(Lines of data)
-- Begin --

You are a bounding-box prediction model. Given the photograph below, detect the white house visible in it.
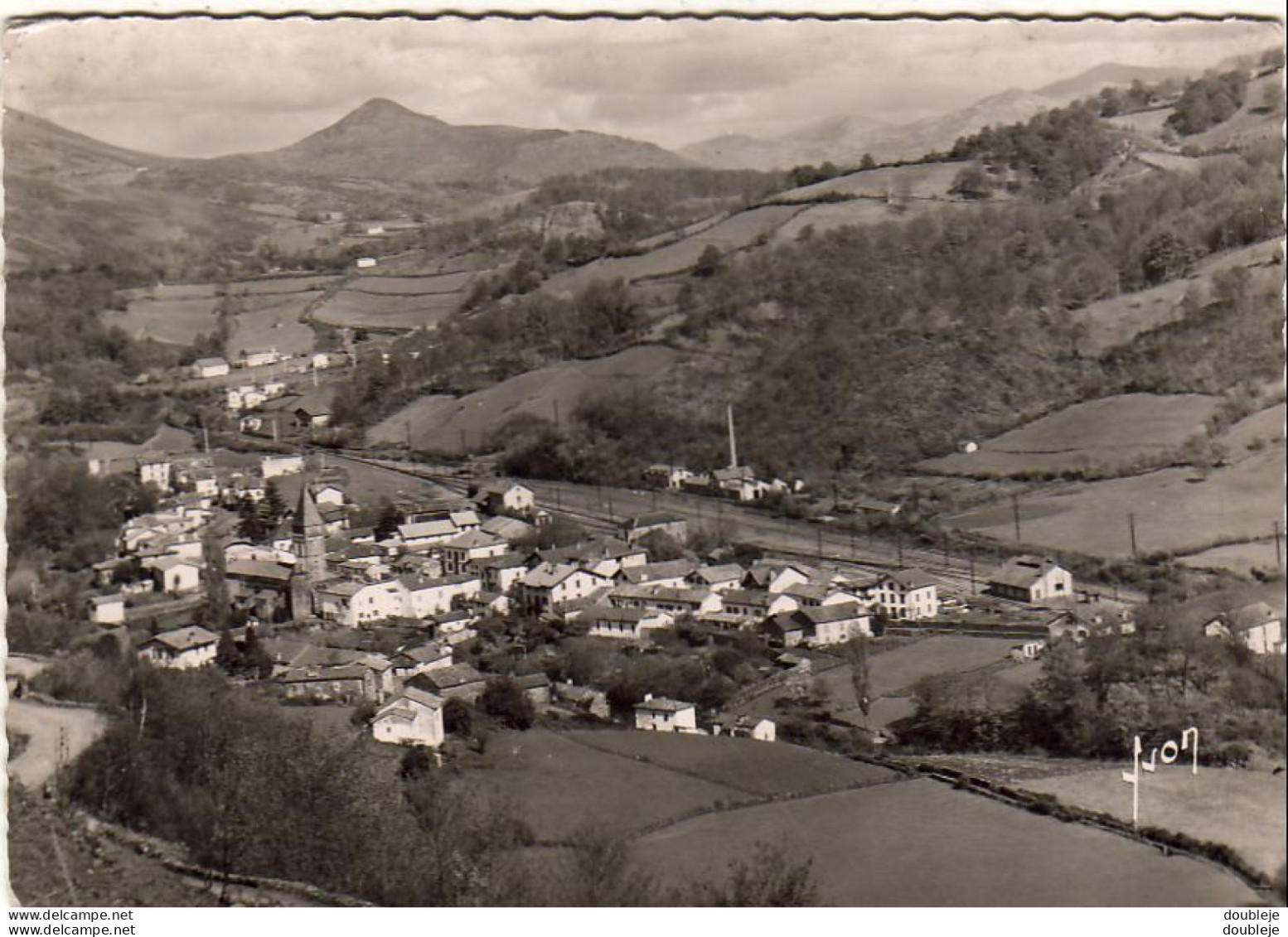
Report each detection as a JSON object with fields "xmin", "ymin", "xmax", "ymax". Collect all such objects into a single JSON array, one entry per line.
[
  {"xmin": 442, "ymin": 530, "xmax": 510, "ymax": 575},
  {"xmin": 151, "ymin": 556, "xmax": 201, "ymax": 595},
  {"xmin": 1203, "ymin": 602, "xmax": 1284, "ymax": 654},
  {"xmin": 868, "ymin": 569, "xmax": 939, "ymax": 621},
  {"xmin": 988, "ymin": 556, "xmax": 1073, "ymax": 605},
  {"xmin": 371, "ymin": 686, "xmax": 444, "ymax": 748},
  {"xmin": 475, "ymin": 481, "xmax": 537, "ymax": 514},
  {"xmin": 259, "ymin": 456, "xmax": 304, "ymax": 481},
  {"xmin": 192, "ymin": 358, "xmax": 232, "ymax": 377},
  {"xmin": 635, "ymin": 693, "xmax": 698, "ymax": 732},
  {"xmin": 138, "ymin": 456, "xmax": 170, "ymax": 491},
  {"xmin": 139, "ymin": 625, "xmax": 219, "ymax": 670},
  {"xmin": 89, "ymin": 595, "xmax": 125, "ymax": 624},
  {"xmin": 516, "ymin": 563, "xmax": 612, "ymax": 616}
]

-- End --

What you have to do: Report how many lines of data above contain the word "such". Give only the number.

Written solution: 1